_Try it_
List the types of cells that the stem cells were transformed into, according to the text on synthetic human embryo models.

Document text: Begin

“These synthetic embryo models had all the structures and compartments characteristic of this stage, including the placenta, yolk sac, chorionic sac and other external tissues that ensure the models’ dynamic and adequate growth,” the researchers have said.
Textbook image of a human day-14 embryo
To prepare the model of the human embryo, which is “a textbook image of a human day-14 embryo” the stem cells were transformed into four types of cells: epiblast, hypoblast, extraembryonic mesoderm and trophoblast. 120 of these four types of cells were mixed in a fixed ratio. The epiblast cells became the embryo, the trophoblast cells becamse the placenta, the hypoblast cells became the supportive yolk sac and the extraembryonic mesoderm cells together helped form the embryo.“This is the first embryo model that has structural compartment organisation and morphological similarity to a human embryo at day 14,” Prof Jacob Hanna, the lead researcher told the Guardian. At two weeks, the balls of cells were about half a millimetre wide.
This can open up new doors to study the impact and effect of medicines on real human embryos as in many clinical trials pregnant women are excluded. Another important application can be, the researchers say is the creation of embryos from the skin cells of ill patients. “Grow the model embryos for a month or so and they will start to develop organs that can be used as a source of cells to transplant into the patients,” Prof Hanna told the media. “Do they have the right to give their own skin cells to make an embryo model and make cells that will save their lives or solve their medical need? That is the scenario that should be considered,” Hanna told the Guardian. Before growing a model embryo for donor tissue, scientists would tweak its genetics to ensure it did not develop a brain or nervous system, he added.
The research has been published in Nature.

Document text: End
Information provided: Begin

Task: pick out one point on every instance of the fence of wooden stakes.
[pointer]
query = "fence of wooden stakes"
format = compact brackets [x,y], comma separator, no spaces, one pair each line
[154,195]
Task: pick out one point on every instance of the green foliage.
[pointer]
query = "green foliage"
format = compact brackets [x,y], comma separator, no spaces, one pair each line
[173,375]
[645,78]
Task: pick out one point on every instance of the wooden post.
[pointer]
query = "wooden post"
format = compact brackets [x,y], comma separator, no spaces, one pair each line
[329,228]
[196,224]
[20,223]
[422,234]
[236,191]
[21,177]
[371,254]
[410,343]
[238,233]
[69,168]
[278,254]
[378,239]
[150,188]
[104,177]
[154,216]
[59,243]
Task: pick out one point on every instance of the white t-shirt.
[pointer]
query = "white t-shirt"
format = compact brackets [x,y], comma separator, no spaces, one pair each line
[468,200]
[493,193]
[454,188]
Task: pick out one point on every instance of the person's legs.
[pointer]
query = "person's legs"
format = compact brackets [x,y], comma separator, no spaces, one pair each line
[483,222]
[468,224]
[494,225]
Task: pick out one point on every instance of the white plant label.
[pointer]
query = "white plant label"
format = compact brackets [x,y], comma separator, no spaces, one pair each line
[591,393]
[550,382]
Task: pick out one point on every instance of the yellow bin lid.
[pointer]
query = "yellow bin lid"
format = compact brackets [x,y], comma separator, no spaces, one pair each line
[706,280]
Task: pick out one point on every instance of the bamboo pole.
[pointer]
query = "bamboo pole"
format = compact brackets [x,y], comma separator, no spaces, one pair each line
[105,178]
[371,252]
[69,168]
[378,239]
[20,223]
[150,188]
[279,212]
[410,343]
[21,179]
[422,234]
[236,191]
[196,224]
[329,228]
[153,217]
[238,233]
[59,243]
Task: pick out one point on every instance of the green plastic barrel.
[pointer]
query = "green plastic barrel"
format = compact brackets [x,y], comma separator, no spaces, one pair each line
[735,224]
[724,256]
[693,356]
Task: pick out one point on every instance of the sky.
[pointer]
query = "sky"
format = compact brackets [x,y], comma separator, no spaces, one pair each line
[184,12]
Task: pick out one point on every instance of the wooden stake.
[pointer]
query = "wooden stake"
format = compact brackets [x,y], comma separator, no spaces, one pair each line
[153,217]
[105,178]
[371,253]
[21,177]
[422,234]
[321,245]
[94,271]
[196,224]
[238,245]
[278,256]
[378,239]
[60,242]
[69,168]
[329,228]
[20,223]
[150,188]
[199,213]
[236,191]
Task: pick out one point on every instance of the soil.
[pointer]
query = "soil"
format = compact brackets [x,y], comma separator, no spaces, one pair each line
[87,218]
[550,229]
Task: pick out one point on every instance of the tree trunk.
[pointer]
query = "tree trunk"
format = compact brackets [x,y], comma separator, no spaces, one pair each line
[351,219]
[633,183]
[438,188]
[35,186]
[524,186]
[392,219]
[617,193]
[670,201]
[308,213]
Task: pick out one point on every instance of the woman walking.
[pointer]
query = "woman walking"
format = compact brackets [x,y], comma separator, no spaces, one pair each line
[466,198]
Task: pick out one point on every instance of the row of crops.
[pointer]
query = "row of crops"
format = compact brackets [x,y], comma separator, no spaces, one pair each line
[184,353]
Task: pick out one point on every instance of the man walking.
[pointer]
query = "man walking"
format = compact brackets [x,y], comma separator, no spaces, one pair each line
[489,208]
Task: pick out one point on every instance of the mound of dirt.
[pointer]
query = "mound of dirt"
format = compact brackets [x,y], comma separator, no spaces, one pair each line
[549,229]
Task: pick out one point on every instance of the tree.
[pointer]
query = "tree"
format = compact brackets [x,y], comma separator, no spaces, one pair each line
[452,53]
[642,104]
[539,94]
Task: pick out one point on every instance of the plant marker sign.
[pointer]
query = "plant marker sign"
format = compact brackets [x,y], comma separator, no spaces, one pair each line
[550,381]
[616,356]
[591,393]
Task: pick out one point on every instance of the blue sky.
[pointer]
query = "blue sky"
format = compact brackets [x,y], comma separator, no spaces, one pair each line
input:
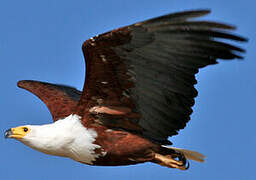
[41,40]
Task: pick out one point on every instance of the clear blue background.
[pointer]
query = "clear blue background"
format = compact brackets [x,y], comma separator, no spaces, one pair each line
[42,40]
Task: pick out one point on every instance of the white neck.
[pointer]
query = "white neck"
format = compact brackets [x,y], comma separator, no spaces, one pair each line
[66,137]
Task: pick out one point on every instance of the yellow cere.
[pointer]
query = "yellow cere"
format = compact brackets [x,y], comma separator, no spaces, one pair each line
[19,132]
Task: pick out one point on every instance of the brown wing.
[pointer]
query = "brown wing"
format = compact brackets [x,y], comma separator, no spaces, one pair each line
[61,100]
[144,74]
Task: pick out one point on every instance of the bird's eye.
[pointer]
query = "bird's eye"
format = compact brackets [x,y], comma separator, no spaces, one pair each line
[25,129]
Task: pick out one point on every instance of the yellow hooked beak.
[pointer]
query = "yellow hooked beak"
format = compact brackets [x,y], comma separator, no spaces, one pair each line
[17,133]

Information provided: End

_Exercise output_
Epiblast, hypoblast, extraembryonic mesoderm and trophoblast.